▸ REQUIRED TASK 1: In the travel diary below, condense the paragraph beginning "When you have a first class ticket" into a short bulleted list that keeps its main facts.

---- DOCUMENT SEGMENT

Near the junction with the main road was a duck farm, the residents becoming very excited when they saw us.
|Duck Farm, Champasak|
We wiled away the next morning in similar fashion, sitting by the river and writing diaries or blogs. The Mekong flowed steadily, we saw a couple of people fishing and a ferry working its way slowly across, but largely all was quiet. An upright reed floated past and we speculated as to whether there was a spy below it breathing through the stem – it used to happen regularly in stories in our childhood.
We drove north along the Mekong as far as Pakse, then turned west towards the Chong Mek border crossing. Leaving the van we crossed on foot while the driver endured his own formalities. We spent the last of our kip on a big bag of Bolaven Coffee to take home and some taro crisps to eat on the train.
The border crossing was quiet and took only minutes. Soon we were back on the road, though now driving on the left, heading for Ubon Ratchathani.
When you have a first class ticket on Thai railways they certainly look after you. As soon as we reached Ubon Ratchathani railway station we were escorted to the first class waiting room and plied with tea, coffee and cake. At the appointed time they led the twenty of us, largely Thais as few tourists find their way here, to the train and showed us to our compartments. Diminutive Thai girls struggled to manhandle our cases, but offers of help were not welcome, first class passengers should not lift their own luggage, even if physically better equipped to do so.
Unusually it was a two berth compartment. This gave privacy, but at half the size of a four berth it felt cramped, and the lower bunk was too low to sit comfortably. We left on time, as darkness fell, so there was nothing to look at. A cheerful women brought a multilingual menu and late returned for an order. The cabbage and tofu soup, duck curry with plums and chicken with cashews were very good. We drank orange juice - Thai railways are sternly dry.

--------

▸ REQUIRED TASK 2: Count the lines of the entries below that contain the string "field", and give only the number.

---- SOURCE DATA

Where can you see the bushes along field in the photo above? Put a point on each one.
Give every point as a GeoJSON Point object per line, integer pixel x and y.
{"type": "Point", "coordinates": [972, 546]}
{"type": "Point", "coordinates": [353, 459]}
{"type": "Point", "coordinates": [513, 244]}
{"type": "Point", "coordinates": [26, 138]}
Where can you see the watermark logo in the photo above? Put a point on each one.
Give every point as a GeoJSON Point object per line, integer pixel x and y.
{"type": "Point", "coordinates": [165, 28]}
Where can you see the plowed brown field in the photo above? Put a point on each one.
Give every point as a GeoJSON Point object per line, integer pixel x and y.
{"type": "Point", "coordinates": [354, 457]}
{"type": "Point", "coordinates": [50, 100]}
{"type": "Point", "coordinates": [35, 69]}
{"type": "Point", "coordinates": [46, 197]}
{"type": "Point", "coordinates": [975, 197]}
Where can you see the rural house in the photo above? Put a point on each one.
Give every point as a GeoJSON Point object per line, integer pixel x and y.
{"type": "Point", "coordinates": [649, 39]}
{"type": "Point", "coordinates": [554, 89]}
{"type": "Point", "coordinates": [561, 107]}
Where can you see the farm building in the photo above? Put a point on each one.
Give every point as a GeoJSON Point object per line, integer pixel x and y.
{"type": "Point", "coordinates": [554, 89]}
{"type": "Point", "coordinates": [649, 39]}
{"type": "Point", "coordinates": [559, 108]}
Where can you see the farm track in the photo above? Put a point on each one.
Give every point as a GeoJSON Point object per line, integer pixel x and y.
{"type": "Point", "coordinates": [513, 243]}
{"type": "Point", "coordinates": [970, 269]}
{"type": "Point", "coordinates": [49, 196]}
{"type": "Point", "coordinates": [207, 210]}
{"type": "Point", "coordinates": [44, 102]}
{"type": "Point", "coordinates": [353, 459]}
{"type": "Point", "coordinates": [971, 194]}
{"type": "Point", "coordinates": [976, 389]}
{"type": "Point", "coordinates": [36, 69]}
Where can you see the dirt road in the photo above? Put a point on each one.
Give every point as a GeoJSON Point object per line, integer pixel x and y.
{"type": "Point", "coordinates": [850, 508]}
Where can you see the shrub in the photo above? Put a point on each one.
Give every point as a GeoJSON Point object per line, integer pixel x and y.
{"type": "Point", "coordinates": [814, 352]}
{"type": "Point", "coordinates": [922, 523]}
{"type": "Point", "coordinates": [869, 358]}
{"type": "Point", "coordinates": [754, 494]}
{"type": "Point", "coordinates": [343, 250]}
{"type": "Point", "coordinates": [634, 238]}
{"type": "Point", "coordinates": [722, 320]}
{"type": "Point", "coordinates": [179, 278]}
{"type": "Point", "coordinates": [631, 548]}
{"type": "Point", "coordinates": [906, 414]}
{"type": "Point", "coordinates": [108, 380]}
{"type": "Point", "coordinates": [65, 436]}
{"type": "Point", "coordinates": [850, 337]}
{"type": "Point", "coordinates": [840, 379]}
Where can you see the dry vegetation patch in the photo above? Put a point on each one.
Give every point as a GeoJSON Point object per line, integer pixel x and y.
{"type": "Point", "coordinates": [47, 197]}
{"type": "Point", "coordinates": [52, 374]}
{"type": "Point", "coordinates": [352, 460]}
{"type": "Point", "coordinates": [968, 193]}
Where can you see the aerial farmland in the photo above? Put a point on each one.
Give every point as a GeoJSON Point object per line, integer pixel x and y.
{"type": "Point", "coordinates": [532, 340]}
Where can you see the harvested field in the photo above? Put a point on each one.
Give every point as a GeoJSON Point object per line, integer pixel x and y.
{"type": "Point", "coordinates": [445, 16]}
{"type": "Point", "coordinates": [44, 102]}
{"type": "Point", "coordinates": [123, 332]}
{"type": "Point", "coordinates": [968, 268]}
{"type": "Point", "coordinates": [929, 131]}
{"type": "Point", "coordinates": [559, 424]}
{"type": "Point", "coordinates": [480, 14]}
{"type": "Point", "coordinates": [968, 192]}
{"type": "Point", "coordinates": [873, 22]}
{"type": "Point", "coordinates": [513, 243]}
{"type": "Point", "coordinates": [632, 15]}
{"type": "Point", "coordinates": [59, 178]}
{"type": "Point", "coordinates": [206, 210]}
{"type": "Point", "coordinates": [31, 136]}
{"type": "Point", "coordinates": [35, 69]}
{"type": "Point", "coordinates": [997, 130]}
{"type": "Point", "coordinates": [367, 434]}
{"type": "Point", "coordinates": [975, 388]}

--------
---- SOURCE DATA

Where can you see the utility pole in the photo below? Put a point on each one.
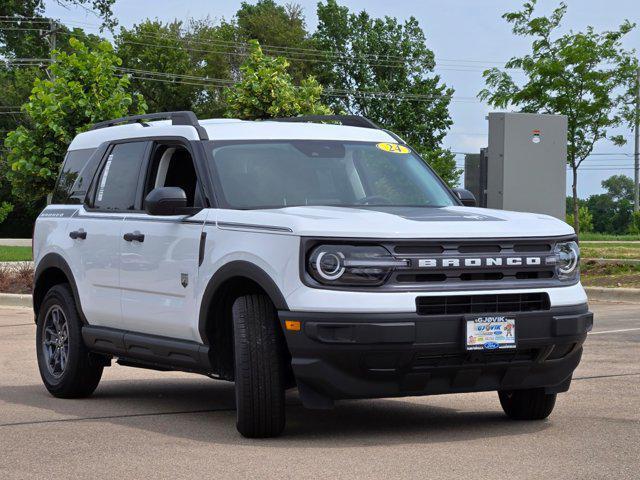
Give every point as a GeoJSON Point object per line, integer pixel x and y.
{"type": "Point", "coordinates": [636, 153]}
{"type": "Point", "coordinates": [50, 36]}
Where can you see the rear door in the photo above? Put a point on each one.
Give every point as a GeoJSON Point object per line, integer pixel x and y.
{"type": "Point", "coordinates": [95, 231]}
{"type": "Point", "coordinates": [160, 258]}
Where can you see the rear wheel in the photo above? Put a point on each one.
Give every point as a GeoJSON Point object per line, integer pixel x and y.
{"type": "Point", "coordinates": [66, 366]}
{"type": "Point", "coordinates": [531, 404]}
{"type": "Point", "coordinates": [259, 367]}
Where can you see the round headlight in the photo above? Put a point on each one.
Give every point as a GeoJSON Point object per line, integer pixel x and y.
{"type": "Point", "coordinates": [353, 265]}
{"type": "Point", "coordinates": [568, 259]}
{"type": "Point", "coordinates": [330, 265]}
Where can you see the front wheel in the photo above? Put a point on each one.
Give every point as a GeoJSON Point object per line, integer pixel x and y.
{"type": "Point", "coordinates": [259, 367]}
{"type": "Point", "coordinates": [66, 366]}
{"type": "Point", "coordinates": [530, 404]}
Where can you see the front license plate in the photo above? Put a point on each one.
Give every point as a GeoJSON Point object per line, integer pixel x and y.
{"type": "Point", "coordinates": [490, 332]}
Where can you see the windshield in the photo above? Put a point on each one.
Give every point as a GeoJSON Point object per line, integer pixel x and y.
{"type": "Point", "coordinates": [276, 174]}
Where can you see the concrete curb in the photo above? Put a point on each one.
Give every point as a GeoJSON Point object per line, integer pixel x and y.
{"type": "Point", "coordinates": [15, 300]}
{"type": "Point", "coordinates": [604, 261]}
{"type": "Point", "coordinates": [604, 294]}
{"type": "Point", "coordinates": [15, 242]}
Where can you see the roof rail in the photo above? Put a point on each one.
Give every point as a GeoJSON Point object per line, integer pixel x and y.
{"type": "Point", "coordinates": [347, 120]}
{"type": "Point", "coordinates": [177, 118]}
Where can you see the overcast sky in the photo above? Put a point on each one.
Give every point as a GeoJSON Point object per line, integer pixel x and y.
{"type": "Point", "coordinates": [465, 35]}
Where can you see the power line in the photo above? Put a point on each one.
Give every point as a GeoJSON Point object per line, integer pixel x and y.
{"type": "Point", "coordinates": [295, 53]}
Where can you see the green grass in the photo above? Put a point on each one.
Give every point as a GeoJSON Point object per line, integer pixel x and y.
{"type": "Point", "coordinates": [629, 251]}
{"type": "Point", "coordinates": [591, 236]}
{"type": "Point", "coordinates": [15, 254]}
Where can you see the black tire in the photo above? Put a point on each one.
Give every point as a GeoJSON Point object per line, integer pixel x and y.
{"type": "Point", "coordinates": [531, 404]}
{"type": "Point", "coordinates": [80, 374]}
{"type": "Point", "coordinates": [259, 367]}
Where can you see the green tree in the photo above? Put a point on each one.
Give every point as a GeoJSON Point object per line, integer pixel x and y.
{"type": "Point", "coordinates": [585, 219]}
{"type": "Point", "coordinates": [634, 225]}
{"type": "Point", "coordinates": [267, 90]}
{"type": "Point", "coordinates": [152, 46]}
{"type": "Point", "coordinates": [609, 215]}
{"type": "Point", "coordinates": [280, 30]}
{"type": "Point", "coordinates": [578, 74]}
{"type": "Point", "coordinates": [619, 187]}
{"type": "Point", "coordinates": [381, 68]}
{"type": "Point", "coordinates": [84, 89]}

--------

▸ WRITTEN REPLY 1:
- Thai railways take good care of first-class ticket holders.
- At Ubon Ratchathani station, we were escorted to the first-class waiting room and served tea, coffee and cake.
- At departure time, staff led the twenty passengers to the train and showed them to their compartments. Most passengers were Thai, since few tourists come there.
- Small Thai women staff struggled with our cases but refused help, because first-class passengers should not lift their own luggage.

▸ WRITTEN REPLY 2: 3